— Tarefas do exercício —
[1] Diga se cada afirmação concorda com o texto em estudo, respondendo sim ou não e citando literalmente as palavras do texto que decidem: (a) A batata possui mais de 10 inibidores diferentes. (b) O mecanismo de resistência descrito provoca a morte do inseto. (c) Os promotores que regulam os transgenes são pedaços de DNA.
[2] Liste todas as espécies vegetais que o texto em estudo cita como exemplos de fontes de inibidores.
[3] Segundo o texto em estudo, por que o ideal é que as proteínas de defesa sejam produzidas e acumuladas somente quando a planta está sofrendo o ataque do inseto alvo?

— Texto em estudo —
A biotecnologia, por intermédio da transgenia, pode introduzir genes que codificam proteínas antinutricionais, em variedades elite de cana-de-açúcar, fazendo com que as mesmas produzam essas proteínas nas folhas. Ao serem ingeridas pelos insetos-praga, essas proteínas atuam reduzindo o desenvolvimento e a fertilidade dos insetos.

Esse mecanismo de resistência, por não provocar a morte do inseto, apresenta uma maior estabilidade no campo, sendo mais difícil o aparecimento de insensibilidade do inseto-praga à proteína antinutritiva (quebra de resistência). Existe uma grande variedade de proteínas antinutritivas conhecidas e, no caso da broca da cana, existe uma grande variedade de inibidores de proteases, que atuam de forma antinutritiva, através da inibição da atividade de proteínas digestivas (proteases) dos insetos.

Inúmeras são as espécies vegetais que podem ser utilizadas como fontes de inibidores. A batata, por exemplo, possui mais de 10 inibidores diferentes. A soja, o tomate, o pimentão, o fumo e até mesmo o arroz e a cana-de-açúcar são outros exemplos. Os inibidores já foram introduzidos em várias espécies de importância econômica e comprovaram ser capazes de interferir no desenvolvimento de inúmeros insetos-praga.

Mas, por que até hoje essas variedades não deixaram os laboratórios acadêmicos e passaram a ser cultivadas? Uma das principais razões tem sua origem no que está escrito no parágrafo inicial. As centenas de milhares de anos de convivência fizeram com que alguns insetos, especialmente aqueles com uma dieta diversificada (muitos deles importantes pragas agrícolas), desenvolvessem uma capacidade de adaptação a essas proteínas antinutritivas encontradas naturalmente nas plantas de sua dieta.

Essa adaptação pode ser baseada em um aumento das proteínas digestivas ou ainda na diversificação das mesmas. Em muitos casos, a adaptação ocorre na mesma geração, ou seja, não há necessidade de reprodução, porque os insetos já apresentam essa capacidade nos seus genes. Uma outra dificuldade na utilização dessas proteínas antinutritivas diz respeito à falta de um controle da produção das mesmas nas plantas transgênicas.

A situação ideal é que as proteínas sejam produzidas e acumuladas quando - e somente quando - a planta está sofrendo o ataque do inseto alvo. Dessa forma, não há desperdício de energia, produzindo e acumulando desnecessariamente a proteína de defesa. Esse controle é feito através de transgenes regulados por promotores, induzidos pelo ataque dos insetos. Esses promotores são pedaços de DNA e também são objetos de estudo.

O que está sendo feito para não perdermos esse arsenal de defesas naturais em potencial? Já se sabe que o processo adaptativo dos insetos não funciona para todas as classes de inibidores, portanto a busca de novos inibidores em plantas é uma das estratégias. A geração de plantas transgênicas com mais de um transgene para produção de mais de um inibidor também é uma possibilidade. Uma das estratégias mais interessantes é aquela baseada no entendimento dos mecanismos de adaptação.

Sabendo-se qual o mecanismo de adaptação utilizado pelos insetos para sobreviverem à presença de proteínas antinutritivas em sua dieta, uma estratégia de desarme dessa reação pode ser montada, permitindo que as proteínas antinutritivas atuem de forma eficaz. Como fazer esse desarme? Novamente através da transgenia, podemos modificar a dieta do inseto, fazendo com que o mesmo ingira, juntamente com as folhas que estão sendo atacadas, uma outra molécula, que irá interferir no mecanismo de adaptação.

Essa molécula, chamada de RNA de interferência, irá justamente interferir na produção das proteínas responsáveis pelo mecanismo de adaptação. Há no Brasil excelentes grupos de pesquisa, dedicando-se à implementação de estratégias de controle de insetos, através do uso de inibidores de proteinases. Os estudos incluem a descoberta e caracterização de novos inibidores, teste de inibidores conhecidos em plantas transgênicas, estudos dos mecanismos de adaptação e teste de novas estratégias, para a utilização dos mesmos. O investimento na geração de conhecimento dos diferentes sistemas de interação planta-inseto é, não só essencial para a geração de produtos de interesse comercial, mas também o primeiro passo dado nessa direção.

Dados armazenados

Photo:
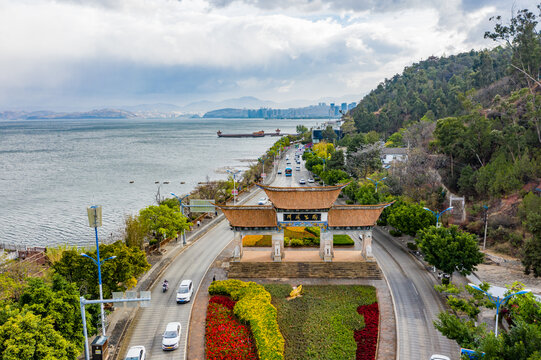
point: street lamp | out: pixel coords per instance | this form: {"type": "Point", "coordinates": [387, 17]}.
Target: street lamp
{"type": "Point", "coordinates": [181, 207]}
{"type": "Point", "coordinates": [437, 215]}
{"type": "Point", "coordinates": [496, 296]}
{"type": "Point", "coordinates": [94, 220]}
{"type": "Point", "coordinates": [234, 173]}
{"type": "Point", "coordinates": [377, 182]}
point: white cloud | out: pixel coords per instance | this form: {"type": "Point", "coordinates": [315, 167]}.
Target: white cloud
{"type": "Point", "coordinates": [282, 46]}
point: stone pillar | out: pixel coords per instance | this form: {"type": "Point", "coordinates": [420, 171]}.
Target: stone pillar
{"type": "Point", "coordinates": [237, 240]}
{"type": "Point", "coordinates": [366, 251]}
{"type": "Point", "coordinates": [326, 251]}
{"type": "Point", "coordinates": [277, 250]}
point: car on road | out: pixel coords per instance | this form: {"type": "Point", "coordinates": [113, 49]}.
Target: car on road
{"type": "Point", "coordinates": [171, 336]}
{"type": "Point", "coordinates": [136, 353]}
{"type": "Point", "coordinates": [185, 291]}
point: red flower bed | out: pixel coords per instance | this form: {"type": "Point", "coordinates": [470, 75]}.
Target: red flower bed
{"type": "Point", "coordinates": [226, 337]}
{"type": "Point", "coordinates": [367, 338]}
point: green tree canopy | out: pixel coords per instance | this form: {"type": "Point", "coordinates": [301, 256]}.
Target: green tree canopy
{"type": "Point", "coordinates": [409, 218]}
{"type": "Point", "coordinates": [163, 222]}
{"type": "Point", "coordinates": [450, 249]}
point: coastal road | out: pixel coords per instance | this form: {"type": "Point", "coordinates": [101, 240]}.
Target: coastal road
{"type": "Point", "coordinates": [416, 302]}
{"type": "Point", "coordinates": [149, 323]}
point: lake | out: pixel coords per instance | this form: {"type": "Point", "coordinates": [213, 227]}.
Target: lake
{"type": "Point", "coordinates": [50, 171]}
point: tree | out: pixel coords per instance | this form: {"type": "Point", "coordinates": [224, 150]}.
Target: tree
{"type": "Point", "coordinates": [26, 336]}
{"type": "Point", "coordinates": [336, 161]}
{"type": "Point", "coordinates": [162, 222]}
{"type": "Point", "coordinates": [134, 231]}
{"type": "Point", "coordinates": [450, 249]}
{"type": "Point", "coordinates": [117, 274]}
{"type": "Point", "coordinates": [59, 302]}
{"type": "Point", "coordinates": [409, 218]}
{"type": "Point", "coordinates": [328, 134]}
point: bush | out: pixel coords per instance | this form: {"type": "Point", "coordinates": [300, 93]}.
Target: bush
{"type": "Point", "coordinates": [254, 307]}
{"type": "Point", "coordinates": [395, 232]}
{"type": "Point", "coordinates": [296, 242]}
{"type": "Point", "coordinates": [257, 240]}
{"type": "Point", "coordinates": [342, 240]}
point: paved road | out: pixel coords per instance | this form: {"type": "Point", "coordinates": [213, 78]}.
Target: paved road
{"type": "Point", "coordinates": [150, 322]}
{"type": "Point", "coordinates": [416, 302]}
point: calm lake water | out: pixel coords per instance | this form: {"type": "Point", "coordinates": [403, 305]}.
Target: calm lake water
{"type": "Point", "coordinates": [50, 171]}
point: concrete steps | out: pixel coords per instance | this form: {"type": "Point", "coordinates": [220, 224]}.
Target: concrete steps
{"type": "Point", "coordinates": [327, 270]}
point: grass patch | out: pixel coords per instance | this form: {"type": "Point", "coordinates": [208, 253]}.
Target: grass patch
{"type": "Point", "coordinates": [342, 240]}
{"type": "Point", "coordinates": [257, 240]}
{"type": "Point", "coordinates": [321, 323]}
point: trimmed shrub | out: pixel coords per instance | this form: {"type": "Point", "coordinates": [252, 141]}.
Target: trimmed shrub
{"type": "Point", "coordinates": [395, 233]}
{"type": "Point", "coordinates": [254, 307]}
{"type": "Point", "coordinates": [342, 240]}
{"type": "Point", "coordinates": [296, 243]}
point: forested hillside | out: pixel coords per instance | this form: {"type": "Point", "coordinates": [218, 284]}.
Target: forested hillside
{"type": "Point", "coordinates": [472, 123]}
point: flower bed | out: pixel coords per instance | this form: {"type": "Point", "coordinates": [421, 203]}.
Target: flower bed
{"type": "Point", "coordinates": [322, 323]}
{"type": "Point", "coordinates": [257, 240]}
{"type": "Point", "coordinates": [226, 337]}
{"type": "Point", "coordinates": [367, 338]}
{"type": "Point", "coordinates": [254, 307]}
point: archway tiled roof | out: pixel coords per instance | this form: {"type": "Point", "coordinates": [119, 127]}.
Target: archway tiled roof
{"type": "Point", "coordinates": [305, 198]}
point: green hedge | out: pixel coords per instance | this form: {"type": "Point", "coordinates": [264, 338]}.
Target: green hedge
{"type": "Point", "coordinates": [254, 307]}
{"type": "Point", "coordinates": [342, 240]}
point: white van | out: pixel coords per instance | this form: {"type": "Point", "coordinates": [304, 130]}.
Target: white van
{"type": "Point", "coordinates": [185, 291]}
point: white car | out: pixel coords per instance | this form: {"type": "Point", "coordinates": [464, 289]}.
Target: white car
{"type": "Point", "coordinates": [136, 353]}
{"type": "Point", "coordinates": [185, 291]}
{"type": "Point", "coordinates": [171, 336]}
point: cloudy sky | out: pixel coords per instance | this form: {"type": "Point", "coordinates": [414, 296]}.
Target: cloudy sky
{"type": "Point", "coordinates": [82, 54]}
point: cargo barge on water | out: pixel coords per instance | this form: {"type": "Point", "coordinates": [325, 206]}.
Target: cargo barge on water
{"type": "Point", "coordinates": [254, 134]}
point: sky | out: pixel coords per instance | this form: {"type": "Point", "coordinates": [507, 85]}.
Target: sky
{"type": "Point", "coordinates": [84, 54]}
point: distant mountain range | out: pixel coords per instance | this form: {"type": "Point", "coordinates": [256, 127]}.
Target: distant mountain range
{"type": "Point", "coordinates": [244, 106]}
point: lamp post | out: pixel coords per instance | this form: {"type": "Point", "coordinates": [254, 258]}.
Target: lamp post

— Respostas por item —
[1]
(a) Sim: "A batata, por exemplo, possui mais de 10 inibidores diferentes."
(b) Não: "Esse mecanismo de resistência, por não provocar a morte do inseto, apresenta uma maior estabilidade no campo"
(c) Sim: "Esses promotores são pedaços de DNA"

[2] batata, soja, tomate, pimentão, fumo, arroz, cana-de-açúcar

[3] Dessa forma não há desperdício de energia. A planta deixa de produzir e acumular a proteína de defesa sem necessidade.